Reproduce the entries word for word, starting at their first line and ending at the line containing "514L582 490L533 494L476", with that line included.
[[ SUPPLIED DATA open ]]
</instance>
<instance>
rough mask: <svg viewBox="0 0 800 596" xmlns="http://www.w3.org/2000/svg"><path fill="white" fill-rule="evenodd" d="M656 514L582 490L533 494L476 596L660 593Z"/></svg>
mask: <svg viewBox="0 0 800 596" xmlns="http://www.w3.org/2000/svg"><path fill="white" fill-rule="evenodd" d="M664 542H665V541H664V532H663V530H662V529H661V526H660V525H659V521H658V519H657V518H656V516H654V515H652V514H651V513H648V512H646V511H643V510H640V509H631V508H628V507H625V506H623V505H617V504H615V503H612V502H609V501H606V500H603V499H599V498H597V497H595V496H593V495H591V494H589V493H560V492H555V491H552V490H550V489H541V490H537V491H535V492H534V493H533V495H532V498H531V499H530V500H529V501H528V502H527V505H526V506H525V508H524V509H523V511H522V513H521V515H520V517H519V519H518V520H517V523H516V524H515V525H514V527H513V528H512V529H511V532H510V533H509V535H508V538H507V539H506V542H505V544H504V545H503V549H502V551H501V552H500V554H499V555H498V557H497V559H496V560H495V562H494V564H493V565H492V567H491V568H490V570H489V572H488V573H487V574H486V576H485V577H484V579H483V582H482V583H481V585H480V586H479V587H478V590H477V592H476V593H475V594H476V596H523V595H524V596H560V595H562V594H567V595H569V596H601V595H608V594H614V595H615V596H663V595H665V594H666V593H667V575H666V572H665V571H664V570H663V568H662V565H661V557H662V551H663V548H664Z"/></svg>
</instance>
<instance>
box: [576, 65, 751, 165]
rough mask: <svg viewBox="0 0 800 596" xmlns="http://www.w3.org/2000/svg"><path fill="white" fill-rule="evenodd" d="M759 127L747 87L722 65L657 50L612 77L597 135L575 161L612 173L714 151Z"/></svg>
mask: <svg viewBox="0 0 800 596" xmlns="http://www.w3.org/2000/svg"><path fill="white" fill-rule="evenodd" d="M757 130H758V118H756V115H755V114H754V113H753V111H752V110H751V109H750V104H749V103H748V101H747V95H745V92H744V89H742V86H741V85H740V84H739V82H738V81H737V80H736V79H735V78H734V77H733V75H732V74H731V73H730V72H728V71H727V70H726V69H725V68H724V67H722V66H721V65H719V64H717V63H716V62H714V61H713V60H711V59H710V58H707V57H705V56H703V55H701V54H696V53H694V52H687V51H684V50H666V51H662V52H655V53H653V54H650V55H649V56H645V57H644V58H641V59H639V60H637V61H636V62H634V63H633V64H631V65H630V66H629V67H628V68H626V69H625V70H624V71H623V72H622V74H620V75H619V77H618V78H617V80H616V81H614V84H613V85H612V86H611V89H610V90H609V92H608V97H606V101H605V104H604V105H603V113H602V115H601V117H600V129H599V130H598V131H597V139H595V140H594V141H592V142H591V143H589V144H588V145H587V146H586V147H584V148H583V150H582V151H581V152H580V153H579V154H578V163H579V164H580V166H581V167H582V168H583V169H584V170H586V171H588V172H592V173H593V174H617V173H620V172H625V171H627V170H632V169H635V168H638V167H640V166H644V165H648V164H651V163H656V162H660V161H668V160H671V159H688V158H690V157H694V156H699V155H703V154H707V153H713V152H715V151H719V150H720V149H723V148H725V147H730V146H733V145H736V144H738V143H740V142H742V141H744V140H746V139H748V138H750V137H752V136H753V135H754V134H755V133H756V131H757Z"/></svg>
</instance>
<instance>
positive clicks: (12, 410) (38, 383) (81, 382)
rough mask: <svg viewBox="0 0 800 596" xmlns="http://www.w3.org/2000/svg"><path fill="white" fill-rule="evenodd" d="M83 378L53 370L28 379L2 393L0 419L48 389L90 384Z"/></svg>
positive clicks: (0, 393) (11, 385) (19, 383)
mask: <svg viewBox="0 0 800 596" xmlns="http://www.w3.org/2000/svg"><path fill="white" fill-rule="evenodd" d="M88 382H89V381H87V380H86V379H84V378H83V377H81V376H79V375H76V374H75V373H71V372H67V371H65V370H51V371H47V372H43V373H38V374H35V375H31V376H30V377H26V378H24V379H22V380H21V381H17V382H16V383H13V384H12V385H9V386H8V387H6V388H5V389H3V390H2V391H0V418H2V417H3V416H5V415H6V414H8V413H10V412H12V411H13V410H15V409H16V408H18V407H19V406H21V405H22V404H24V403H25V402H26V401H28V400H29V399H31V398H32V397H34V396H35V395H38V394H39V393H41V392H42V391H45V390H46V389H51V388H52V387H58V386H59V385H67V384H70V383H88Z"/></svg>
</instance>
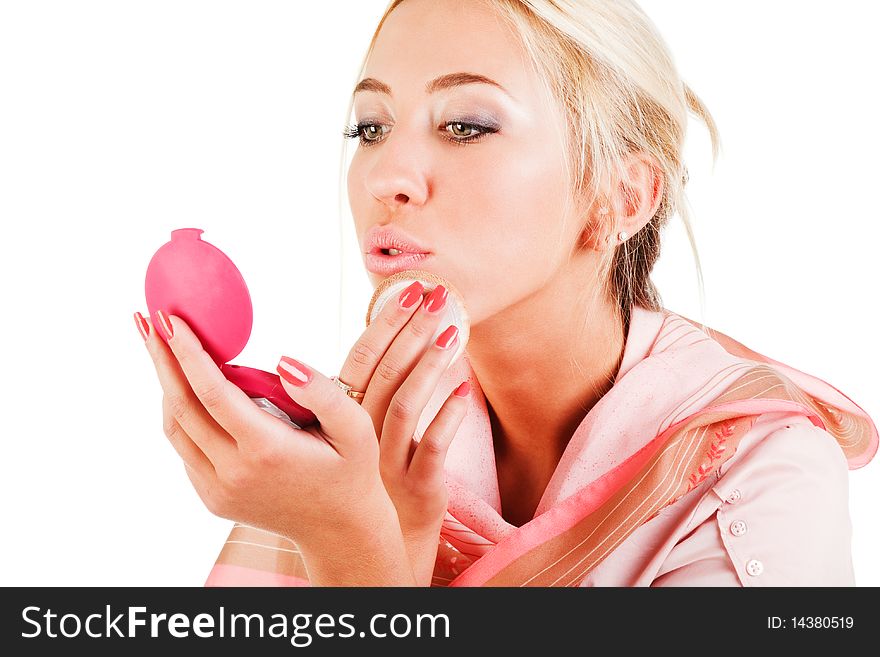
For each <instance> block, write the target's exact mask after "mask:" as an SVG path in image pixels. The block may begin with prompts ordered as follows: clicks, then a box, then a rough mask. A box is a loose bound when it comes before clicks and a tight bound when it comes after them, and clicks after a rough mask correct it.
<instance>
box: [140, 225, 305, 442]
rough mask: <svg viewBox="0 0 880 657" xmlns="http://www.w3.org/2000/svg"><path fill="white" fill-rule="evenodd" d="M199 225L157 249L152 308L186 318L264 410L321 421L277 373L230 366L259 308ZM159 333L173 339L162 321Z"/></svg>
mask: <svg viewBox="0 0 880 657" xmlns="http://www.w3.org/2000/svg"><path fill="white" fill-rule="evenodd" d="M203 232H204V231H203V230H201V229H200V228H181V229H178V230H174V231H171V241H170V242H168V243H167V244H164V245H163V246H162V247H161V248H160V249H159V250H158V251H156V253H155V255H153V258H152V259H151V260H150V264H149V265H148V266H147V277H146V285H145V291H146V296H147V309H148V310H149V312H150V316H151V317H154V316H155V313H156V311H157V310H164V311H165V312H167V313H168V314H169V315H176V316H178V317H180V318H181V319H183V320H184V321H185V322H186V323H187V324H188V325H189V327H190V328H191V329H192V330H193V331H194V332H195V334H196V335H197V336H198V338H199V340H201V342H202V346H203V347H204V348H205V351H207V352H208V354H209V355H210V356H211V358H212V359H213V360H214V362H215V363H217V366H218V367H219V368H220V371H222V372H223V374H224V375H225V376H226V378H227V379H229V380H230V381H231V382H232V383H234V384H235V385H237V386H238V387H239V388H241V389H242V390H243V391H244V392H245V394H247V395H248V397H250V398H251V399H253V401H254V403H256V404H257V405H258V406H259V407H260V408H262V409H264V410H265V411H267V412H269V413H271V414H272V415H274V416H275V417H278V418H280V419H282V420H284V421H286V422H288V423H289V424H291V425H293V426H294V427H296V428H298V429H299V428H303V427H305V426H308V425H310V424H316V423H317V418H316V417H315V414H314V413H312V412H311V411H310V410H308V409H307V408H304V407H303V406H301V405H299V404H297V403H296V402H295V401H293V400H292V399H291V398H290V397H289V396H288V395H287V393H286V392H285V391H284V388H283V387H282V385H281V379H280V378H279V376H278V375H277V374H274V373H271V372H265V371H263V370H258V369H254V368H251V367H242V366H241V365H230V364H229V361H230V360H232V359H233V358H235V357H236V356H237V355H238V354H240V353H241V350H242V349H244V346H245V345H246V344H247V341H248V338H250V335H251V327H252V326H253V319H254V311H253V305H252V304H251V296H250V293H249V292H248V289H247V285H245V282H244V278H242V275H241V272H239V271H238V268H237V267H236V266H235V264H234V263H233V262H232V260H230V259H229V257H228V256H227V255H226V254H225V253H223V252H222V251H221V250H220V249H218V248H217V247H215V246H214V245H213V244H209V243H208V242H205V241H204V240H203V239H202V238H201V234H202V233H203ZM153 325H154V326H155V327H156V330H157V332H158V334H159V335H160V336H161V337H162V339H163V340H165V341H166V342H167V340H168V337H167V336H166V335H165V334H164V332H163V331H162V329H161V325H160V322H153Z"/></svg>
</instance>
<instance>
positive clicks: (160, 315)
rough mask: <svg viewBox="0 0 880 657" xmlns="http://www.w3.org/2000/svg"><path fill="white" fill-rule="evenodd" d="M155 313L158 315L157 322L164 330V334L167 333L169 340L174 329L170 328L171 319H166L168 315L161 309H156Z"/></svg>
mask: <svg viewBox="0 0 880 657" xmlns="http://www.w3.org/2000/svg"><path fill="white" fill-rule="evenodd" d="M156 315H157V316H158V317H159V323H160V324H161V325H162V330H163V331H165V335H167V336H168V339H169V340H170V339H171V338H172V337H174V329H173V328H171V320H170V319H168V315H166V314H165V313H164V312H163V311H161V310H157V311H156Z"/></svg>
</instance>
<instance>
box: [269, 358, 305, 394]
mask: <svg viewBox="0 0 880 657" xmlns="http://www.w3.org/2000/svg"><path fill="white" fill-rule="evenodd" d="M276 369H277V370H278V373H279V374H280V375H281V376H282V377H283V378H284V380H285V381H287V382H288V383H290V384H293V385H295V386H297V387H300V388H301V387H303V386H304V385H306V384H307V383H308V382H309V381H311V380H312V371H311V370H310V369H309V368H308V367H306V366H305V365H303V364H302V363H300V362H299V361H298V360H294V359H293V358H288V357H287V356H282V358H281V360H280V361H279V363H278V367H277V368H276Z"/></svg>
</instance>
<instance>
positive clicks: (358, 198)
mask: <svg viewBox="0 0 880 657" xmlns="http://www.w3.org/2000/svg"><path fill="white" fill-rule="evenodd" d="M360 160H361V158H359V157H358V156H357V155H355V156H354V158H353V159H352V161H351V164H350V165H349V167H348V175H347V182H346V192H347V194H348V205H349V207H350V208H351V215H352V217H353V218H354V225H355V229H356V232H357V235H358V236H359V237H360V235H362V234H363V232H364V231H365V230H366V228H368V226H364V225H362V224H363V223H364V222H365V221H366V220H367V217H368V214H367V210H368V207H369V199H368V194H367V190H366V188H365V187H364V172H363V166H362V165H361V164H360Z"/></svg>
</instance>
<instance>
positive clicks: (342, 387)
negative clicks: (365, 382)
mask: <svg viewBox="0 0 880 657" xmlns="http://www.w3.org/2000/svg"><path fill="white" fill-rule="evenodd" d="M330 380H331V381H333V383H335V384H336V385H338V386H339V387H340V388H342V392H344V393H345V394H346V395H348V396H349V397H351V398H352V399H354V400H358V399H360V398H361V397H363V396H364V394H365V393H363V392H358V391H357V390H352V389H351V386H350V385H348V384H347V383H344V382H343V381H341V380H340V379H339V377H338V376H331V377H330Z"/></svg>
[[ SUPPLIED DATA closed ]]
• _PROBLEM SOLUTION_
</instance>
<instance>
rough mask: <svg viewBox="0 0 800 596" xmlns="http://www.w3.org/2000/svg"><path fill="white" fill-rule="evenodd" d="M656 514L582 490L533 494L476 596L660 593Z"/></svg>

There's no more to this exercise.